Instruções do exercício —
Retorne literalmente o trecho do texto sobre o êxodo de professores que vai de "Ambiente de trabalho" a "síndrome do pânico.".

Fonte —
────────
Ambiente de trabalho desgastante e também a violência impulsionam o êxodo docente. De acordo com a Secretaria de Estado de Educação (SEE), hoje há 12 mil professores afastados do ofício por enfermidades. Dentre elas, esgotamento, estresse e sofrimento mental. A situação é pior nas escolas das periferias de grandes centros. 

“Nos locais com altos índices de vulnerabilidade é onde temos menos funcionários efetivos, porque o ambiente é mais violento e a infraestrutura mais precária”, explica a pesquisadora da UFMG Dalila Andrade Oliveira.

Professora há 25 anos, Luzia Alves* está há quase uma década fora da sala de aula. Em 2008 ela estava grávida e após sofrer uma tentativa de agressão por uma estudante, em uma escola de Belo Horizonte, desenvolveu depressão e síndrome do pânico.
────────
(Exemplos de rotulagem de pontos)

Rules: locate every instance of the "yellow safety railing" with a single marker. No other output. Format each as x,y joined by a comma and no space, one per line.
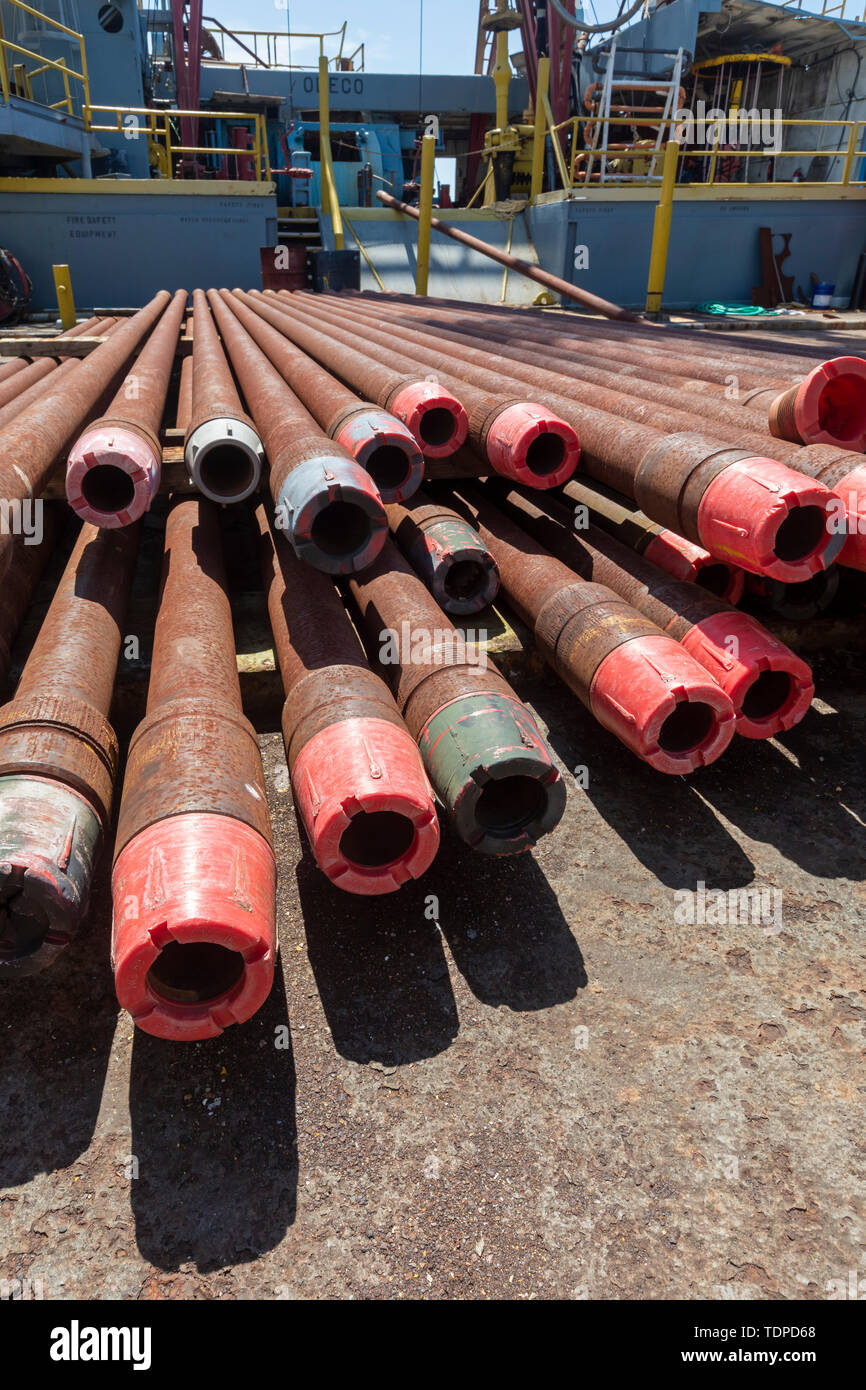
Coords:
22,75
273,47
847,148
157,128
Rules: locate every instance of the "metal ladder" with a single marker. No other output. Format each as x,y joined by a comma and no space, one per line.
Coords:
603,120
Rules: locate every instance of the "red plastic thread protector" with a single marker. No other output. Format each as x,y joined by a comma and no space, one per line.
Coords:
366,767
684,560
641,692
751,666
366,434
533,446
124,452
830,405
414,405
851,489
742,513
193,879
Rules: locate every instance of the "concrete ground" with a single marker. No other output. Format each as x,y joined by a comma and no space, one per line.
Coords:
521,1079
537,1086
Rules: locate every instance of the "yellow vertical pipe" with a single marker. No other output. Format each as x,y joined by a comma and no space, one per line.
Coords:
502,79
66,300
428,160
850,152
541,128
660,231
4,81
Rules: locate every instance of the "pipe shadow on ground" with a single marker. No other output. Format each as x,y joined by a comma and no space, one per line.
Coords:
381,968
811,813
666,826
217,1184
59,1029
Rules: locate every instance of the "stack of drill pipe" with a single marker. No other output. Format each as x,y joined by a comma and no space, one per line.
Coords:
327,503
795,602
670,552
27,566
184,396
483,751
742,506
47,381
378,441
223,448
29,373
359,783
59,755
801,399
195,876
431,413
616,387
41,435
769,687
116,466
520,438
448,553
637,681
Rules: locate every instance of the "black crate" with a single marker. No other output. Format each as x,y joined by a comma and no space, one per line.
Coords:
337,270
────────
Resposta —
Ambiente de trabalho desgastante e também a violência impulsionam o êxodo docente. De acordo com a Secretaria de Estado de Educação (SEE), hoje há 12 mil professores afastados do ofício por enfermidades. Dentre elas, esgotamento, estresse e sofrimento mental. A situação é pior nas escolas das periferias de grandes centros. 

“Nos locais com altos índices de vulnerabilidade é onde temos menos funcionários efetivos, porque o ambiente é mais violento e a infraestrutura mais precária”, explica a pesquisadora da UFMG Dalila Andrade Oliveira.

Professora há 25 anos, Luzia Alves* está há quase uma década fora da sala de aula. Em 2008 ela estava grávida e após sofrer uma tentativa de agressão por uma estudante, em uma escola de Belo Horizonte, desenvolveu depressão e síndrome do pânico.